### Record set

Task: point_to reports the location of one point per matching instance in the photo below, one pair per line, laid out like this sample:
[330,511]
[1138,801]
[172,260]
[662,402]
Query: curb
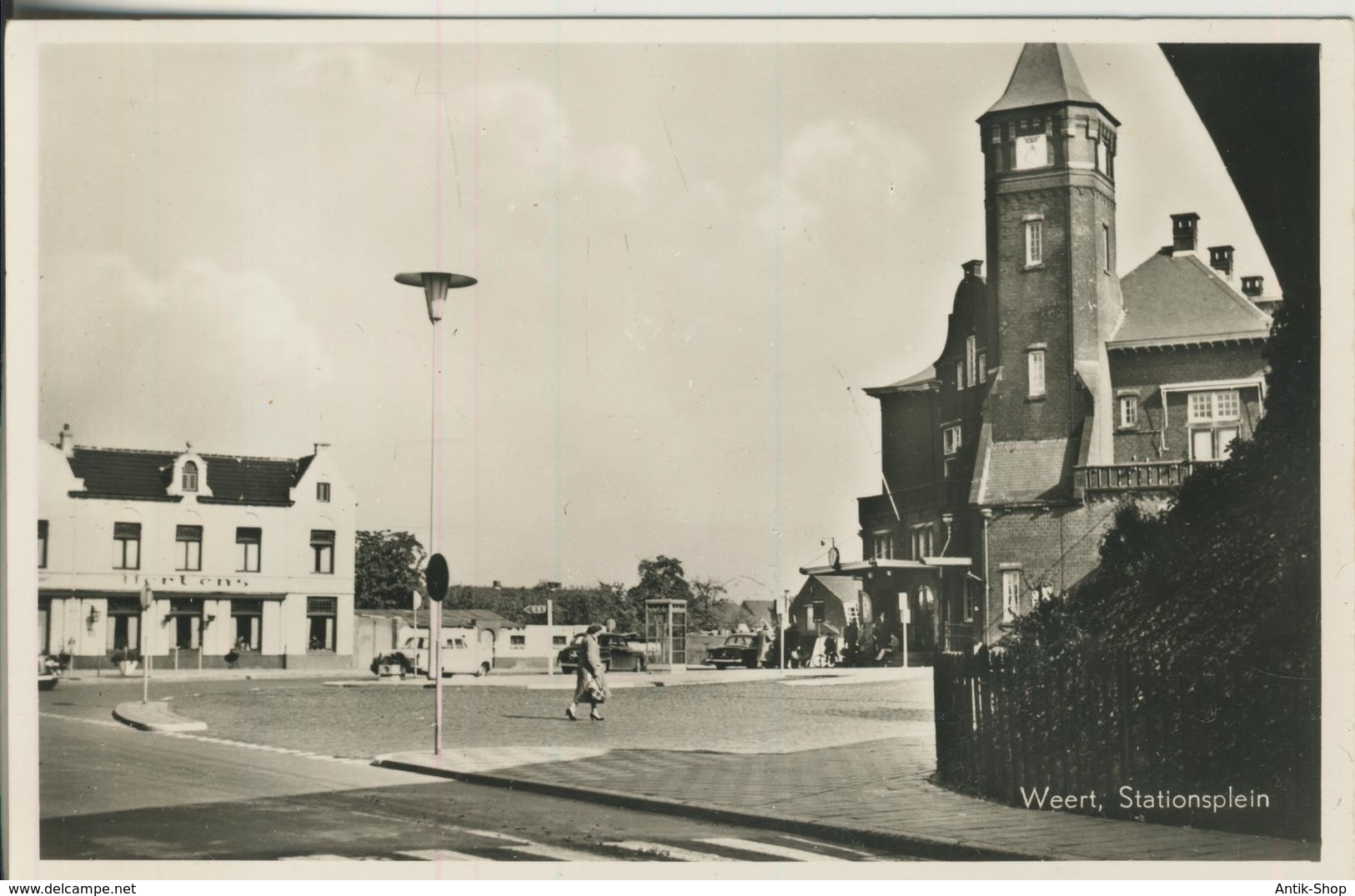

######

How to complete this task: Apart from the pictures, all of the data should be repeated exactly.

Reply:
Task: point_to reports the location of one point per matching instance in the photo below, one pair per line, laid out like this sample:
[330,511]
[1138,801]
[172,260]
[662,402]
Query: curb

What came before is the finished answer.